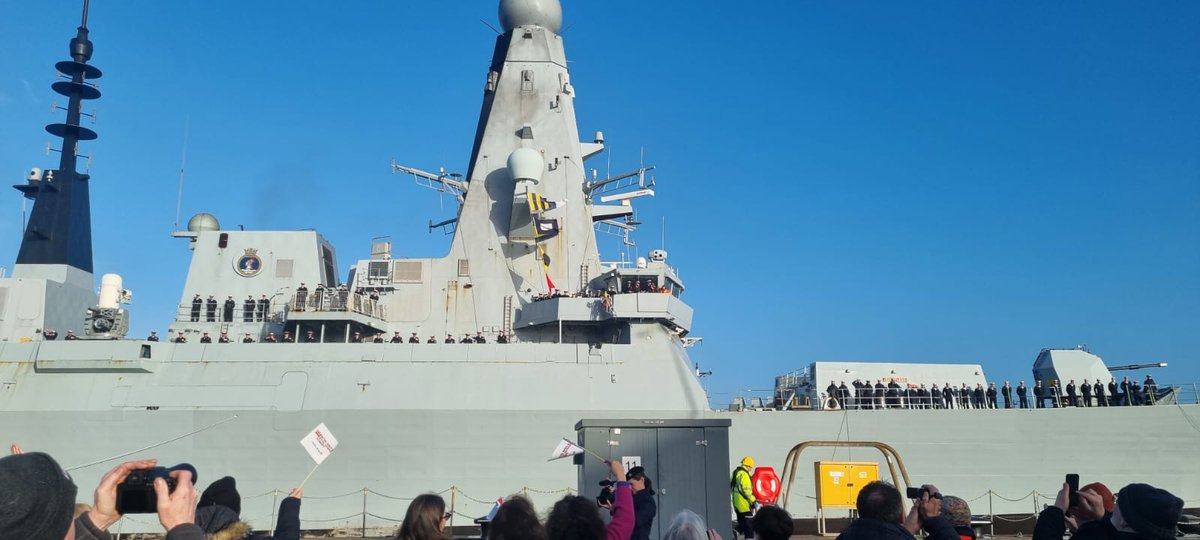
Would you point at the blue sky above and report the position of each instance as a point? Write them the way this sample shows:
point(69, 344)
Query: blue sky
point(935, 181)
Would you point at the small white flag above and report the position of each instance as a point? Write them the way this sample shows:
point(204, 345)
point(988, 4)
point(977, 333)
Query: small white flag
point(496, 508)
point(319, 443)
point(565, 449)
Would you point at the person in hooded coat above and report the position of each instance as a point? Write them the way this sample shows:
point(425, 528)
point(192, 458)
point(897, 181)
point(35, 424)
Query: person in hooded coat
point(220, 509)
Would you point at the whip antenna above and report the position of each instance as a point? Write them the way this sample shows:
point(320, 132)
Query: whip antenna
point(183, 163)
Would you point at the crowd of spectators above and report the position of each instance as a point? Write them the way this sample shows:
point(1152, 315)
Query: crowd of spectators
point(862, 395)
point(1138, 511)
point(40, 504)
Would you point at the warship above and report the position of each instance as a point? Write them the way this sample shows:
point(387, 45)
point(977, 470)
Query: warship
point(459, 373)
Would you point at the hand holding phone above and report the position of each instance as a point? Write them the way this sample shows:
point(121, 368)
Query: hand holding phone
point(1073, 490)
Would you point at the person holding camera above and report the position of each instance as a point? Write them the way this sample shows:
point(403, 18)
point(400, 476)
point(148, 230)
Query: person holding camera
point(881, 515)
point(40, 501)
point(219, 514)
point(1141, 511)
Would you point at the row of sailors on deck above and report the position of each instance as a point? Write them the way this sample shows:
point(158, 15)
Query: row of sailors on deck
point(630, 286)
point(251, 310)
point(311, 337)
point(893, 396)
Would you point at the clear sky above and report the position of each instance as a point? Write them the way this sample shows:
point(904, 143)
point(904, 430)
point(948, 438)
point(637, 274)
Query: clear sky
point(936, 181)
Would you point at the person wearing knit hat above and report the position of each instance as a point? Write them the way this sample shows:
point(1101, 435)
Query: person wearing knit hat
point(1149, 511)
point(958, 513)
point(39, 498)
point(220, 508)
point(1141, 511)
point(223, 492)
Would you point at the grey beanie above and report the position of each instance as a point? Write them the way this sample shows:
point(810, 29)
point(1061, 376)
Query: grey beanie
point(36, 497)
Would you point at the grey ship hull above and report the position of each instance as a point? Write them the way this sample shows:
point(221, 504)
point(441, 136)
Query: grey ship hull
point(483, 419)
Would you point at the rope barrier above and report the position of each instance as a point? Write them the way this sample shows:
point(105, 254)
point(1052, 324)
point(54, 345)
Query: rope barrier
point(335, 519)
point(977, 498)
point(474, 499)
point(355, 492)
point(1018, 520)
point(387, 496)
point(565, 490)
point(1012, 501)
point(263, 495)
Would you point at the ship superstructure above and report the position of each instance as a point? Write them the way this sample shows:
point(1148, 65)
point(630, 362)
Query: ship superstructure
point(451, 373)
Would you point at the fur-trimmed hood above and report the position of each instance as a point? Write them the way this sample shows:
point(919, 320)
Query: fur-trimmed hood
point(235, 531)
point(221, 523)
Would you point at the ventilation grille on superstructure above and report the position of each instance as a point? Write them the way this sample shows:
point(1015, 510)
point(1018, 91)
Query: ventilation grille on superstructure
point(283, 268)
point(407, 271)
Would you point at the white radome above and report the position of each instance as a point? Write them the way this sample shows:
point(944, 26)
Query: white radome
point(545, 13)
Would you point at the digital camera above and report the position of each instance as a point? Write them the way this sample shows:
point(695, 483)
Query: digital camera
point(136, 495)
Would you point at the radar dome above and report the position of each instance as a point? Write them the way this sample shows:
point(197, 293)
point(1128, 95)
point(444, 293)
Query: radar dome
point(526, 163)
point(545, 13)
point(203, 221)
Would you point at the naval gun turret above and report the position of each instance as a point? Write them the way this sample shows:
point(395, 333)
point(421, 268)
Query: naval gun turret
point(107, 319)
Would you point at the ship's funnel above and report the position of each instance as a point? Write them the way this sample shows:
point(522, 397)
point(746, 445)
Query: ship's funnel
point(545, 13)
point(526, 165)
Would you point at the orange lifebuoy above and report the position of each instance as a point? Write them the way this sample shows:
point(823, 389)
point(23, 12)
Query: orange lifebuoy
point(766, 485)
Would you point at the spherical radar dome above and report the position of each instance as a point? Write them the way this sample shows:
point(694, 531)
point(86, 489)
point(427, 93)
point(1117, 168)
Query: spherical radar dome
point(203, 221)
point(545, 13)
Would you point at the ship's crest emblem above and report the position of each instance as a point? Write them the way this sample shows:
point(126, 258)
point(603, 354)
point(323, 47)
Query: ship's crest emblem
point(249, 264)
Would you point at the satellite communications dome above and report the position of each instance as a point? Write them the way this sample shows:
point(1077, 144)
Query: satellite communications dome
point(526, 163)
point(545, 13)
point(203, 221)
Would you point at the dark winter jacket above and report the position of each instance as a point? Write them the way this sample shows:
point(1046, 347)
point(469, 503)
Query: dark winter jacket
point(865, 528)
point(1053, 525)
point(222, 523)
point(87, 531)
point(643, 515)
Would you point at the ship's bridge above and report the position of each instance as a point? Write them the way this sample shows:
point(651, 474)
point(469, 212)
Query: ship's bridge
point(648, 292)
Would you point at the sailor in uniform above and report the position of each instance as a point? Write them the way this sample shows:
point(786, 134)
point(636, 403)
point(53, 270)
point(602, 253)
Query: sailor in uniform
point(1101, 399)
point(301, 294)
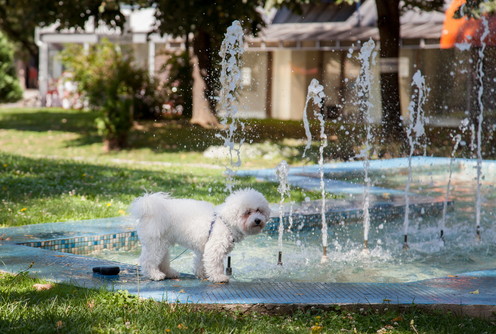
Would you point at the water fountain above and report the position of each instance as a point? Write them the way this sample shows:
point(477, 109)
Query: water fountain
point(316, 95)
point(282, 175)
point(415, 131)
point(366, 58)
point(457, 139)
point(230, 79)
point(480, 118)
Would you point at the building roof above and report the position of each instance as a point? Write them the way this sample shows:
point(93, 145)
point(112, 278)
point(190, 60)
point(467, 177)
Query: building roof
point(321, 26)
point(328, 25)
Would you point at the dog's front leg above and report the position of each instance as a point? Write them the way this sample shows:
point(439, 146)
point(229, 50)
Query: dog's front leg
point(213, 259)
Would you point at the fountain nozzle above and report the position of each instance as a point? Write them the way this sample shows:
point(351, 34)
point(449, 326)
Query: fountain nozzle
point(365, 249)
point(279, 259)
point(324, 258)
point(229, 268)
point(405, 243)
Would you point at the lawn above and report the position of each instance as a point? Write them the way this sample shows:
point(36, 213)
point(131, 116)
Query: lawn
point(53, 168)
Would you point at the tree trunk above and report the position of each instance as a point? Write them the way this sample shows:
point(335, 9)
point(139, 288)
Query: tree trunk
point(388, 23)
point(203, 104)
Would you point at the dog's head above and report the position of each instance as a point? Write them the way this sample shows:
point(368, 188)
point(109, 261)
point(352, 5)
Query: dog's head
point(247, 210)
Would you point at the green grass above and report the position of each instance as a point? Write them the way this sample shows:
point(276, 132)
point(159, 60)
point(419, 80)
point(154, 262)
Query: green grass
point(53, 168)
point(67, 309)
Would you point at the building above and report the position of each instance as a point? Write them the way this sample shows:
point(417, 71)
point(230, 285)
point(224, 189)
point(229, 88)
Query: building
point(323, 43)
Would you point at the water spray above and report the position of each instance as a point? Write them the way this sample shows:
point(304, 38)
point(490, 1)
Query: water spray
point(414, 132)
point(282, 174)
point(405, 242)
point(480, 118)
point(317, 95)
point(364, 85)
point(230, 79)
point(457, 139)
point(228, 267)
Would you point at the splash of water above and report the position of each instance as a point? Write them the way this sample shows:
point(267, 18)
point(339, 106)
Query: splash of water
point(230, 79)
point(457, 139)
point(282, 175)
point(366, 56)
point(316, 94)
point(480, 93)
point(414, 132)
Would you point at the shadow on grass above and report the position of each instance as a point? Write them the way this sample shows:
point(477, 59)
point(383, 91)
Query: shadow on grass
point(48, 120)
point(24, 178)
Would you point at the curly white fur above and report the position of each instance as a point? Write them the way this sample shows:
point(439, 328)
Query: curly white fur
point(164, 221)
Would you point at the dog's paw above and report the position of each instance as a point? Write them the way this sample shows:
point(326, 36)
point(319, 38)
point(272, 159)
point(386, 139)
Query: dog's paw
point(171, 273)
point(219, 279)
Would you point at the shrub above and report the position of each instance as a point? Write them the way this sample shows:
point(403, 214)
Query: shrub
point(110, 82)
point(10, 90)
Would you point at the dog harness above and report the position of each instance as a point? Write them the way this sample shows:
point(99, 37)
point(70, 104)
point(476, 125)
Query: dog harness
point(212, 225)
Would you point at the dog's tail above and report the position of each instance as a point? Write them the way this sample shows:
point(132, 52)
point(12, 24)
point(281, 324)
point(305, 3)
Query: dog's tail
point(148, 205)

**Job**.
Could you switch "hooded coat" to "rain jacket" in the records from their start up to and including the line with "point(220, 509)", give those lines again with nothing else changed, and leave the pictures out?

**Task result**.
Would you point at the blue sky above and report the position of each instance as a point? Write them the way this sample shows:
point(69, 344)
Query: blue sky
point(935, 181)
Would you point at the small white flag above and report the position of each instance as a point? Write them the way this sample shows:
point(204, 345)
point(988, 4)
point(977, 333)
Query: small white flag
point(496, 508)
point(319, 443)
point(565, 449)
Would you point at the person in rain jacket above and report the position of each instance as a point? Write them the way this sample shows:
point(425, 528)
point(192, 458)
point(897, 181)
point(35, 424)
Query: person in rain jacket
point(220, 509)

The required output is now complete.